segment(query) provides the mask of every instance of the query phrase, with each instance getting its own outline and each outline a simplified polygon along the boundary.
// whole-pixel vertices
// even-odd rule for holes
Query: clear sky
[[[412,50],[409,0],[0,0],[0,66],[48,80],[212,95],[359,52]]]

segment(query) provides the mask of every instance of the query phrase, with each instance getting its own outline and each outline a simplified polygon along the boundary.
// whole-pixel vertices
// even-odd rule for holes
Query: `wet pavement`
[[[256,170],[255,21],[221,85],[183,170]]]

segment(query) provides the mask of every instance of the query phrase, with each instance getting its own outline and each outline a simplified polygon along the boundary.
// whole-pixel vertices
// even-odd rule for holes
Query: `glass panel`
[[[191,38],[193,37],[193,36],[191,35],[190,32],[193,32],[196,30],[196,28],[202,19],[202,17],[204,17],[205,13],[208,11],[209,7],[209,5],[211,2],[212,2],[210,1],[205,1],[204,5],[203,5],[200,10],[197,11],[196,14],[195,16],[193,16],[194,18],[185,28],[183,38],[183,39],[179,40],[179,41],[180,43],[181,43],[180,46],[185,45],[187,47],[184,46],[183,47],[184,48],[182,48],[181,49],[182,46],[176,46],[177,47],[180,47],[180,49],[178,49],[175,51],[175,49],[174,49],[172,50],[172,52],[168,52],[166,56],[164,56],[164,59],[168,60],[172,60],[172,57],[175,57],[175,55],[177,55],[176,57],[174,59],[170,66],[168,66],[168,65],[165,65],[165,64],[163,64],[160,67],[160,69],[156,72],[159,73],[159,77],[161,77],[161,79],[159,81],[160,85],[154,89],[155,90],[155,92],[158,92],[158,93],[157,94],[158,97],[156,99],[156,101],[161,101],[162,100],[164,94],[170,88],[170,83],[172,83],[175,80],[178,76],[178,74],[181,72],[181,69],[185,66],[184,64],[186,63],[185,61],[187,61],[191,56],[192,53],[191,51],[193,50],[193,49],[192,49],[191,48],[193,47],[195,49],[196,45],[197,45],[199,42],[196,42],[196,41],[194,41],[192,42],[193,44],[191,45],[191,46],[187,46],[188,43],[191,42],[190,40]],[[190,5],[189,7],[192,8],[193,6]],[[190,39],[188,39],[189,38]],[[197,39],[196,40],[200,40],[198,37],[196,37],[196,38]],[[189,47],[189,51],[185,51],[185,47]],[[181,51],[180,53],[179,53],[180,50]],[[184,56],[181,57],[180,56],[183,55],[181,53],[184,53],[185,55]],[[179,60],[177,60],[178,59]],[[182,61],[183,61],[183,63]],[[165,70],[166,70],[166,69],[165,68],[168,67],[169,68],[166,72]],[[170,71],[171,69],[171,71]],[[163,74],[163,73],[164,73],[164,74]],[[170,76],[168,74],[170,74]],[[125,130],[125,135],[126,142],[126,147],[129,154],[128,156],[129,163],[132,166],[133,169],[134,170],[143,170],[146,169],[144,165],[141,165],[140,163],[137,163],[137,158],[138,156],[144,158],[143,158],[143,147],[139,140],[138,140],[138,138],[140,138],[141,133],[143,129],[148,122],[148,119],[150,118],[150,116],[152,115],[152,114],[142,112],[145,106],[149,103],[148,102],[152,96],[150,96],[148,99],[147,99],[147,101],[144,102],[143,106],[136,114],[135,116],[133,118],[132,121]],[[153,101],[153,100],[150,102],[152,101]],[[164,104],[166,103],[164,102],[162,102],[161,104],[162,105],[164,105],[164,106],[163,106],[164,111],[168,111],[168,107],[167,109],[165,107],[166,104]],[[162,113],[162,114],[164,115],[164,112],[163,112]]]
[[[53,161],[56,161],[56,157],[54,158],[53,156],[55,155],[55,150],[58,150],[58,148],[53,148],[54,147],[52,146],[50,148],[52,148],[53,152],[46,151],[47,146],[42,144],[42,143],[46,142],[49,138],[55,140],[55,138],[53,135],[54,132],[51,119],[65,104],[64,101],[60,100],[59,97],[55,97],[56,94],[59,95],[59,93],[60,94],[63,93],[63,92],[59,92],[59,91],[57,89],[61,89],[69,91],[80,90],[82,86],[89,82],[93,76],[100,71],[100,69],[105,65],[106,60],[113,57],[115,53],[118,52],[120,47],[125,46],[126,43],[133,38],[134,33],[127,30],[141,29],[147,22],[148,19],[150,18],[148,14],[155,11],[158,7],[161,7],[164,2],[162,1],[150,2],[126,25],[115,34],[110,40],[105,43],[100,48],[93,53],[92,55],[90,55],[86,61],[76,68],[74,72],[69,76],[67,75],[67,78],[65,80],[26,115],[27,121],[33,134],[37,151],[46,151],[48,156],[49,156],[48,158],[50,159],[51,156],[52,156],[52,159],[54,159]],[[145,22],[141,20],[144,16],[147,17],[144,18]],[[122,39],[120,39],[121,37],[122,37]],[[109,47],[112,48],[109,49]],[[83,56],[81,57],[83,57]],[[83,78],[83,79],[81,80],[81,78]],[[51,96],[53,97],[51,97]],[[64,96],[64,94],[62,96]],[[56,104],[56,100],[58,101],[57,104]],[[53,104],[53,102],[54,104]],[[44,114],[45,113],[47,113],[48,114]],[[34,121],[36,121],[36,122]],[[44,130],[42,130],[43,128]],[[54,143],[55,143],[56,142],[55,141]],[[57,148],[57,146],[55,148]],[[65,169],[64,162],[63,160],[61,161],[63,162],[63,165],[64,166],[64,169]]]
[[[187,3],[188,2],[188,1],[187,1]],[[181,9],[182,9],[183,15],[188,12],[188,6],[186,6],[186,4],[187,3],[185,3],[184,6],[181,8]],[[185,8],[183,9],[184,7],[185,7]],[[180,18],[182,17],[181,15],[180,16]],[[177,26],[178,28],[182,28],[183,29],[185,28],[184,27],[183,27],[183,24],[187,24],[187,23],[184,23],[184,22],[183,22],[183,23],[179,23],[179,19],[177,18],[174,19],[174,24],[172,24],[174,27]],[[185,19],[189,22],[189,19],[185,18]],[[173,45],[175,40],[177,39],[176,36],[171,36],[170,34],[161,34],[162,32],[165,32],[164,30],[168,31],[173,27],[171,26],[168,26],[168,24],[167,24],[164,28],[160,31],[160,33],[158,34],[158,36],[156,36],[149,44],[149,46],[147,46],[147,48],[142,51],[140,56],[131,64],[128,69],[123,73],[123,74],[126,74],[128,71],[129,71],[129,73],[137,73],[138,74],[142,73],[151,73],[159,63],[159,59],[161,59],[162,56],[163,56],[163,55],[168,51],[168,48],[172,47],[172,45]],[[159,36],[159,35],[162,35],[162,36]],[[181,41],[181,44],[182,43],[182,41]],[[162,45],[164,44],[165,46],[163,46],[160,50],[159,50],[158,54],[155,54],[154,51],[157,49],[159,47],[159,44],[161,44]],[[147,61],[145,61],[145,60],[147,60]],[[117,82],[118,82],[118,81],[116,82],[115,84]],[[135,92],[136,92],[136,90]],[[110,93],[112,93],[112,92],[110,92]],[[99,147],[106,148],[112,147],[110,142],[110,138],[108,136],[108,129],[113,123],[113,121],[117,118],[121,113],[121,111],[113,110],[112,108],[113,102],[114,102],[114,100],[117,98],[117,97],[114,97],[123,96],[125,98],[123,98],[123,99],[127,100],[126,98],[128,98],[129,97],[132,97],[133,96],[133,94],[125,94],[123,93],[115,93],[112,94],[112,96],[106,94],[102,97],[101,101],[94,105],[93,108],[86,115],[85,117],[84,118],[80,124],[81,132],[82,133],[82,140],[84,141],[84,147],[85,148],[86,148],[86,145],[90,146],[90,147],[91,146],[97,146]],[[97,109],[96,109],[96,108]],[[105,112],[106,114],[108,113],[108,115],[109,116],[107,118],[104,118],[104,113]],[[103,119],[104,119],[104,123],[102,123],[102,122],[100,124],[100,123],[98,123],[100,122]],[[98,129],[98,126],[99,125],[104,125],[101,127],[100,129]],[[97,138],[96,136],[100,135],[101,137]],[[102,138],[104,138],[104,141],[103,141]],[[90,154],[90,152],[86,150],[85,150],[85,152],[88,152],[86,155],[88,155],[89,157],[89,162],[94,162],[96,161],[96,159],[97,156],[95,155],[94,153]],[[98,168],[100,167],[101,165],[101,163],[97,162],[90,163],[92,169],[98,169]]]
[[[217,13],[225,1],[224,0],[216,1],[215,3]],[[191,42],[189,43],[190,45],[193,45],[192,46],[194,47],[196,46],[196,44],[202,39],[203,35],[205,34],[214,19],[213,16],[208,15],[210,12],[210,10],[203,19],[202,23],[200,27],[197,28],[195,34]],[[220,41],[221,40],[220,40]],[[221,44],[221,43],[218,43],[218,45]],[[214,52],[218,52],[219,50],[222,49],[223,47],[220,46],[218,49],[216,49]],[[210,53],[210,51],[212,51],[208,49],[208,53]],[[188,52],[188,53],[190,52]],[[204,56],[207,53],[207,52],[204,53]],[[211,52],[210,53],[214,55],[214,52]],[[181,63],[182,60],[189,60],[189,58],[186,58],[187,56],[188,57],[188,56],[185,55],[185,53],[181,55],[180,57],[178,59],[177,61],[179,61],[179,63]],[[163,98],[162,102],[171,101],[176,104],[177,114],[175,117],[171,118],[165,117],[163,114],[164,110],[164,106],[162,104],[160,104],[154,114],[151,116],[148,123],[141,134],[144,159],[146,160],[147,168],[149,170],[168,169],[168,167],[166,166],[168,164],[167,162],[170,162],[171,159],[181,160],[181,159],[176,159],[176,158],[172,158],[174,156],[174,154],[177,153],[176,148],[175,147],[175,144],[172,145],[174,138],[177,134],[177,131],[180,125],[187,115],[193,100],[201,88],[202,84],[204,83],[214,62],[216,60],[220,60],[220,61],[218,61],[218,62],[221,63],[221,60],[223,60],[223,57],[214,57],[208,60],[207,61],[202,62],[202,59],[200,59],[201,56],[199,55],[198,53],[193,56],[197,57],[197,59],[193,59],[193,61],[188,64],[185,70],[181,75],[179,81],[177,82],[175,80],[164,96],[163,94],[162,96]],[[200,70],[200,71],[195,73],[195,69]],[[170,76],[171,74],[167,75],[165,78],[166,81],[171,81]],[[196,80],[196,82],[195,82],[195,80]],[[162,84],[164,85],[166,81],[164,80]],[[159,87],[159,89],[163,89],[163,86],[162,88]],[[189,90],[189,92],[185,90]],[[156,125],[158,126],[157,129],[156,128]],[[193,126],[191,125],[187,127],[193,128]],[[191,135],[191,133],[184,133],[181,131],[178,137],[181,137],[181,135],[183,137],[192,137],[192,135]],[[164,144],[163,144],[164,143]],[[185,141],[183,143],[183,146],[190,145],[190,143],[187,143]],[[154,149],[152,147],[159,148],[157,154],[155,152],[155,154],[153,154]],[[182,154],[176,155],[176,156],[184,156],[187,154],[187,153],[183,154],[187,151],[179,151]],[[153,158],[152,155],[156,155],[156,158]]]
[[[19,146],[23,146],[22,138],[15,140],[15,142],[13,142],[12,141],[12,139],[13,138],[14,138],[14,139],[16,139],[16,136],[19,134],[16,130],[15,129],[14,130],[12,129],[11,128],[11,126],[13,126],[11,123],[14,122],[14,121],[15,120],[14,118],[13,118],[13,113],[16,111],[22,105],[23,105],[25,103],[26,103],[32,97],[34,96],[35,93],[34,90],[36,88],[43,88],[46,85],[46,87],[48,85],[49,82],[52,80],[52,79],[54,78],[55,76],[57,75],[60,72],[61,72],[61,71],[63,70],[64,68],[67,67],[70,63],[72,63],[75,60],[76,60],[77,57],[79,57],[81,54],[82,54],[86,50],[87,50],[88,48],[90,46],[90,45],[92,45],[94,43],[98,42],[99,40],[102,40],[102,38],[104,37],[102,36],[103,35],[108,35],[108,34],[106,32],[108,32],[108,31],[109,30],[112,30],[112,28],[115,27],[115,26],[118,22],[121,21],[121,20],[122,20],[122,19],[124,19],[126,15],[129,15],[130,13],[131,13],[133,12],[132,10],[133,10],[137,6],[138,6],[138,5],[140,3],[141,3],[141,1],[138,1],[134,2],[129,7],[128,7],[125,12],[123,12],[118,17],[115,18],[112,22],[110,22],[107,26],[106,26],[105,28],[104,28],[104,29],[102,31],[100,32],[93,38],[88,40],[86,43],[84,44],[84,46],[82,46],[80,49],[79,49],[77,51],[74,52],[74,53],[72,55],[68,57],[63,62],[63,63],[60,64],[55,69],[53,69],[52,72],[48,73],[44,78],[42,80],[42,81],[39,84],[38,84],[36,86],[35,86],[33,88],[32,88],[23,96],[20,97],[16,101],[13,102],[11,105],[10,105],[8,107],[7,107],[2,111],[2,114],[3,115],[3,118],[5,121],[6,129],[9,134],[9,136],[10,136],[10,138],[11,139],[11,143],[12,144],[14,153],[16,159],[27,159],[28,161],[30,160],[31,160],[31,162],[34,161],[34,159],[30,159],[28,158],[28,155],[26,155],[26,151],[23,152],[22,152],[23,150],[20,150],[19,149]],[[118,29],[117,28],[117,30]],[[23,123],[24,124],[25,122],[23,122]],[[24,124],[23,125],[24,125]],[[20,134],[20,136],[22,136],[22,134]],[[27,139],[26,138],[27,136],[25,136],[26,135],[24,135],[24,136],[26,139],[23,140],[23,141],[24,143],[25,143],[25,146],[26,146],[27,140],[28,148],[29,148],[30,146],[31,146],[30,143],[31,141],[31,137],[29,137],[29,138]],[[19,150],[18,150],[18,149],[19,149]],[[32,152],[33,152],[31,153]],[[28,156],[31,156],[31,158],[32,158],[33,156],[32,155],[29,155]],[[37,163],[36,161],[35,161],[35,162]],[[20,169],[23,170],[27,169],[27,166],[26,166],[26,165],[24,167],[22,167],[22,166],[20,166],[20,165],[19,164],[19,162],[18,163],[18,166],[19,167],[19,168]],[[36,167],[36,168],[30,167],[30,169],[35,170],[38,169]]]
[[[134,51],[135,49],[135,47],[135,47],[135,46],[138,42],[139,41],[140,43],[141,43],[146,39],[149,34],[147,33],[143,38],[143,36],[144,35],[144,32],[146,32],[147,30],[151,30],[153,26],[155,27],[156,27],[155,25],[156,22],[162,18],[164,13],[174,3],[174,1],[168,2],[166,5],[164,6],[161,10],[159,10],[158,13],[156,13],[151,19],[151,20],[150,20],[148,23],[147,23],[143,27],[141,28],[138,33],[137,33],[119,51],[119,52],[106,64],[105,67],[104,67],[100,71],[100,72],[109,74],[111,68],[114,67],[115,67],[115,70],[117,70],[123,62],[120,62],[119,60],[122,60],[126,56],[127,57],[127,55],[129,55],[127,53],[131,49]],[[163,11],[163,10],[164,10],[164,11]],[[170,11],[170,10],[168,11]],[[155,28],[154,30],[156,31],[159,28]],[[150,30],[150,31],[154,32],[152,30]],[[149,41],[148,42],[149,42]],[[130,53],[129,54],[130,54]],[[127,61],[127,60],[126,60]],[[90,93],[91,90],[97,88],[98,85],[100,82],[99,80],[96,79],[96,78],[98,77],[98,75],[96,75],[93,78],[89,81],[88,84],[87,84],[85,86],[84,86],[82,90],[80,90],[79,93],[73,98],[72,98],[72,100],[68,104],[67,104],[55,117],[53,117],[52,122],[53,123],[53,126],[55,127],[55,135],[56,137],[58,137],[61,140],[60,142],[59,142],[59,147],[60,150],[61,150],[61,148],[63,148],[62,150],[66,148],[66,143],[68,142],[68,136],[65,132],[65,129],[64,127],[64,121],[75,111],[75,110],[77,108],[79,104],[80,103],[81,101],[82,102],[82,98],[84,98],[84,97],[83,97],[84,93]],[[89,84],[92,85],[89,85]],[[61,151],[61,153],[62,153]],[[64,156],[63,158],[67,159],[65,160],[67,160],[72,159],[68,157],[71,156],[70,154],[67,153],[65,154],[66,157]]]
• • • • • • •
### EXERCISE DETAILS
Please copy the material above word for word, starting at its first line and ending at the line that contains "[[[256,170],[255,21],[221,85],[183,170]]]", with both of those lines included.

### WRITTEN SOLUTION
segment(query) provides the mask of every instance of the query phrase, with each instance getting its own outline and each outline a simplified polygon along the boundary.
// whole-pixel vertices
// even-odd rule for holes
Query: clear sky
[[[412,50],[409,0],[0,0],[0,66],[48,80],[212,95],[359,52]]]

segment(query) provides the mask of every instance of the query phrase, with each instance getting its own outline and each outline a simplified polygon along the boundary.
// whole-pixel vertices
// even-odd rule for holes
Query: `wet pavement`
[[[256,170],[255,21],[221,85],[183,170]]]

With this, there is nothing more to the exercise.